= Beginning of Section =

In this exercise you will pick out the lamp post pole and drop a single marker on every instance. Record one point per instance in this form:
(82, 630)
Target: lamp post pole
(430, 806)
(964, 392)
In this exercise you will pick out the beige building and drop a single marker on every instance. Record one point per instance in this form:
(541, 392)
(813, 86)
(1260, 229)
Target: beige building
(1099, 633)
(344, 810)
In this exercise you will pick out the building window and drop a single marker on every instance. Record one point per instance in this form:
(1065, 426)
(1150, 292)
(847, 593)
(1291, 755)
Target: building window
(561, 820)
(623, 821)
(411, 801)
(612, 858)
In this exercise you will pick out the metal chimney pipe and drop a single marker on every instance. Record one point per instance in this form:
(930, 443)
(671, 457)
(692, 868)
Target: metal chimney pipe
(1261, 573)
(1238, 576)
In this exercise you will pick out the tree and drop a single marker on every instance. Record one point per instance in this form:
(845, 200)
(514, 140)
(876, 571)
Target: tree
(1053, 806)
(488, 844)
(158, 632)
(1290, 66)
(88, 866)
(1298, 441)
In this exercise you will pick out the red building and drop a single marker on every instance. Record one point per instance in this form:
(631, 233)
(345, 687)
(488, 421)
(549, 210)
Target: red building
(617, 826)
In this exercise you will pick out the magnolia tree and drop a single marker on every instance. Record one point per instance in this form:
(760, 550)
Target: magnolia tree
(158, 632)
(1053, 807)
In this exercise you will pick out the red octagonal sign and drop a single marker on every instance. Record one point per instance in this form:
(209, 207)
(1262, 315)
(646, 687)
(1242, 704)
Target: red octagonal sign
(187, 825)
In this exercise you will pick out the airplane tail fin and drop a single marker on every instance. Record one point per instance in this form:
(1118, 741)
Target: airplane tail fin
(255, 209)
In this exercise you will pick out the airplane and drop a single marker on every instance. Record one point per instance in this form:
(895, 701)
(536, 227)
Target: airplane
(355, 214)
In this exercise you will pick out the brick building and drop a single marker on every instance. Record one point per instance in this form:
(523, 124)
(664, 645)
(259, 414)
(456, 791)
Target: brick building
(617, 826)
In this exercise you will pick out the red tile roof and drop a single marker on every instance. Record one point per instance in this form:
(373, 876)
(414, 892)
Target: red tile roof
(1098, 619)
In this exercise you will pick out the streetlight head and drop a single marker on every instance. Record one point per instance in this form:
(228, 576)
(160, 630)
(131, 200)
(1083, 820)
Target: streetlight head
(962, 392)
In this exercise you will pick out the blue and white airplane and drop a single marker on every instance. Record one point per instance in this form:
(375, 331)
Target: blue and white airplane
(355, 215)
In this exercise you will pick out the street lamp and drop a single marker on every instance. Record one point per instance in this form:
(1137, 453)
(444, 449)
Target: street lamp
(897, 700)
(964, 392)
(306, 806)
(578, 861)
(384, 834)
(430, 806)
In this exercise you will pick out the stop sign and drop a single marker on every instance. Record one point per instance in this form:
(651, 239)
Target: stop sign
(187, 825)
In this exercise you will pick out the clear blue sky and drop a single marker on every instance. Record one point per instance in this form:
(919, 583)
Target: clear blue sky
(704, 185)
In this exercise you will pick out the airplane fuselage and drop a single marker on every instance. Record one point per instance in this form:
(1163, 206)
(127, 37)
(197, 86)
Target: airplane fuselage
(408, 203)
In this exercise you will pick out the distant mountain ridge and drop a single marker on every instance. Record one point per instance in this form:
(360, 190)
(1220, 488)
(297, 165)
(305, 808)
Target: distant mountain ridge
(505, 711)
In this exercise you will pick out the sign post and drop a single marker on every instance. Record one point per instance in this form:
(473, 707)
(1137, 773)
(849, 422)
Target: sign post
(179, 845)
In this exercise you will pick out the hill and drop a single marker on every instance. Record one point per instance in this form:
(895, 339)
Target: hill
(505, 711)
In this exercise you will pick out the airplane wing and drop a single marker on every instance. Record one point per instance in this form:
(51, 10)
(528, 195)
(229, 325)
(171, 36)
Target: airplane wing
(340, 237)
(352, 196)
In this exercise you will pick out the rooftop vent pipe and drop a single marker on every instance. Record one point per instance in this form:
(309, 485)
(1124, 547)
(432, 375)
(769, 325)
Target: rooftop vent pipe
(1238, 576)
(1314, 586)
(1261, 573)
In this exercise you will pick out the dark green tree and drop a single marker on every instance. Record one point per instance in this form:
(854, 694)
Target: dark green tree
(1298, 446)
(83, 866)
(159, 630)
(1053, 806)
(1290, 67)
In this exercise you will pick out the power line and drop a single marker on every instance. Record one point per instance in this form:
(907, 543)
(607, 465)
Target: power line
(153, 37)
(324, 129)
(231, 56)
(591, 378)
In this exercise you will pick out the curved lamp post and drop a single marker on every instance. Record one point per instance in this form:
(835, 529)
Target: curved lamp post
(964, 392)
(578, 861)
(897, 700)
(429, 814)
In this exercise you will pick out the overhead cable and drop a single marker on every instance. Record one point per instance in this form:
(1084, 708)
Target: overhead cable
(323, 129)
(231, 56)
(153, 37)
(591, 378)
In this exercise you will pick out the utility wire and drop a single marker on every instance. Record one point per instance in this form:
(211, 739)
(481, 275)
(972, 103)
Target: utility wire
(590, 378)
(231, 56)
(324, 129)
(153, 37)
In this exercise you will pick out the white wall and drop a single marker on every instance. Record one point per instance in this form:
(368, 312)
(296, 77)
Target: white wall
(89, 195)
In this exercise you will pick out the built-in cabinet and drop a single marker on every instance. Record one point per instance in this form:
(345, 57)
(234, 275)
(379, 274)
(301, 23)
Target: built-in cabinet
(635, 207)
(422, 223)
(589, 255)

= End of Section =

▶ **Task item**: Give back all of the entries above, unchanged in every word.

▶ **Solution to the exercise**:
In this exercise you will pick out the lamp post pole and drop a single marker on every instance. Record one point per instance in this form:
(82, 630)
Target: lamp post pole
(430, 806)
(964, 392)
In this exercise you will pick out the beige building and drop a single marker on every instance. Record one point per instance in this form:
(541, 392)
(813, 86)
(1260, 229)
Target: beige building
(1099, 633)
(344, 810)
In this exercise you will pick out the building window and drop a single marker on every instance. Record one point per instance in this form:
(1065, 426)
(1150, 292)
(847, 593)
(1291, 755)
Target: building window
(561, 820)
(623, 821)
(411, 801)
(612, 858)
In this exercise you will pick out the metal chimney pipe and drop a single marker on every instance. Record one point per instance in this form:
(930, 443)
(671, 457)
(692, 868)
Target: metal chimney pipe
(1261, 573)
(1238, 576)
In this exercise you will pick out the tree and drop a single marker on every instance. Record one point per instance in this form:
(845, 200)
(514, 140)
(876, 571)
Target: tree
(1053, 806)
(488, 844)
(158, 632)
(1290, 66)
(88, 866)
(1298, 441)
In this exercise you will pick out the red building and drop a single marker on every instance. Record one point per instance in this form:
(631, 233)
(345, 687)
(488, 421)
(549, 210)
Target: red building
(617, 826)
In this exercise you will pick out the magnolia tree and drop a single marker on every instance. Record one point per instance in this form:
(760, 550)
Target: magnolia tree
(158, 632)
(1053, 807)
In this exercise you will pick out the red octagonal sign and drop a single marker on every instance. Record one point per instance in this form:
(209, 207)
(1262, 315)
(646, 687)
(1242, 704)
Target: red octagonal sign
(187, 825)
In this exercise you will pick out the airplane tail fin and drop a single marker on every instance. Record one point per instance in this form:
(1118, 741)
Target: airplane tail fin
(255, 209)
In this exercise you will pick out the airplane and drop a single marker on every instance. Record one point per instance in this form:
(895, 701)
(536, 227)
Target: airplane
(355, 214)
In this exercise you will pick out the brick building and drop a single marker on every instance. Record one point per instance in this form:
(523, 124)
(664, 645)
(259, 414)
(456, 791)
Target: brick building
(617, 826)
In this exercise you will pick out the red tile roof and drop a single marker on every instance. Record one point per instance in this form:
(373, 876)
(414, 892)
Target: red tile roof
(1098, 619)
In this exercise you will pick out the streetlight head and drop a single marker on every instance. Record one point per instance in this form:
(228, 576)
(160, 630)
(131, 200)
(1083, 820)
Target: streetlight head
(962, 392)
In this exercise you will pick out the blue and white airplane and drop a single marker on every instance. Record one point per instance in this form:
(375, 331)
Target: blue and white airplane
(355, 215)
In this exercise you will pick out the street lamp and drop a single marker on every instance. Record one point per instance in this form:
(1137, 453)
(444, 449)
Target: street lamp
(897, 700)
(964, 392)
(306, 806)
(578, 861)
(384, 834)
(430, 806)
In this exercise you will pick out the stop sign and drop a single marker on every instance. Record one point per instance in this form:
(651, 239)
Target: stop sign
(187, 825)
In this exercise you will pick out the clear blue sky and drop a single marker on every instance. Record one point per instance in this form:
(919, 583)
Target: clear blue sky
(704, 185)
In this exercise you will pick out the airplane fuselage and drop a single marker on every instance. Record one point per instance in this form:
(1163, 206)
(127, 37)
(197, 86)
Target: airplane fuselage
(408, 203)
In this exercise you will pick out the distant mountain ridge and drop a single marker on every instance. Record one point per instance in this form:
(360, 190)
(1220, 488)
(297, 165)
(305, 808)
Target: distant mountain ridge
(505, 711)
In this exercise you will pick out the sign post and drop a single marker on every instance. Record one point per instance in this form:
(473, 707)
(1137, 773)
(849, 422)
Target: sign post
(179, 845)
In this exercise you will pick out the hill and drop a single marker on every instance. Record one point per instance in this form:
(895, 339)
Target: hill
(505, 711)
In this exercise you will pick out the airplane wing and drop a single marker on every instance. Record one point per instance in this form:
(51, 10)
(528, 195)
(229, 325)
(171, 36)
Target: airplane wing
(340, 237)
(352, 196)
In this exercise you will pick out the rooftop vent pipe and drop a single marker on every instance. Record one point per instance in this form:
(309, 485)
(1124, 547)
(432, 375)
(769, 325)
Target: rooftop vent pipe
(1238, 576)
(1314, 586)
(1261, 573)
In this exercise you will pick out the dark green tree and drop a single marker on every instance. Record one point per instance in this form:
(854, 694)
Target: dark green tree
(1298, 446)
(83, 866)
(159, 630)
(1053, 806)
(1290, 67)
In this exercise you will pick out the power line and drop a single marker on every instance. Record one point per instance in this form:
(907, 543)
(607, 465)
Target: power line
(153, 37)
(324, 129)
(231, 56)
(591, 378)
In this exercise you will pick out the curved lamp post and drop a single marker on every instance. Record one point per instance in this form:
(835, 529)
Target: curved lamp post
(964, 392)
(578, 861)
(897, 700)
(429, 814)
In this exercise you will pick out the overhead cable and drop a single marker on every instance. Record one point per instance in this form:
(1084, 708)
Target: overhead cable
(323, 129)
(231, 56)
(153, 37)
(591, 378)
In this exercise you will pick out the utility wire and drop a single marker on every instance. Record one point per instance in this form:
(211, 739)
(481, 275)
(972, 103)
Target: utility wire
(590, 378)
(231, 56)
(324, 129)
(153, 37)
In this exercise you will pick out the white wall and drop a single marker on every instance. Record one point per instance in this form:
(368, 312)
(296, 77)
Target: white wall
(89, 195)
In this exercise you will pick out the built-in cabinet and drop a single marker on every instance. Record one point per instance in this form:
(345, 57)
(234, 275)
(379, 274)
(301, 23)
Target: built-in cabinet
(635, 207)
(422, 223)
(589, 255)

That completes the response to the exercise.